— Begin DATA SUPPLIED —

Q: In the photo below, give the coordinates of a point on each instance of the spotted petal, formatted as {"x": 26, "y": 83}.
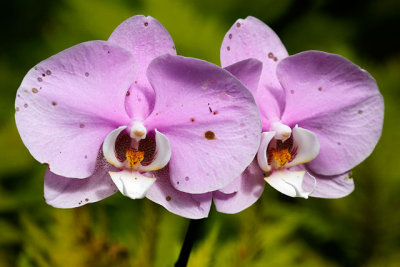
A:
{"x": 251, "y": 38}
{"x": 69, "y": 102}
{"x": 63, "y": 192}
{"x": 193, "y": 206}
{"x": 336, "y": 100}
{"x": 250, "y": 188}
{"x": 210, "y": 119}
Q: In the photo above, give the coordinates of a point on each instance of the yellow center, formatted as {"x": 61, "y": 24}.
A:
{"x": 281, "y": 157}
{"x": 134, "y": 157}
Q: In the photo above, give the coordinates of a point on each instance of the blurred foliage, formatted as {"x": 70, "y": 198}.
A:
{"x": 359, "y": 230}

— End DATA SUPPLIED —

THE EXERCISE –
Edit the entries from the line containing "of the blurred" through the end of the entries, inclusive, so that "foliage" becomes "greenery" and everything else stays the same. Return only those lines.

CORRECT ANSWER –
Q: In the photo above, give the coordinates of a point on each instance of the blurred greenery, formatted as {"x": 70, "y": 198}.
A:
{"x": 359, "y": 230}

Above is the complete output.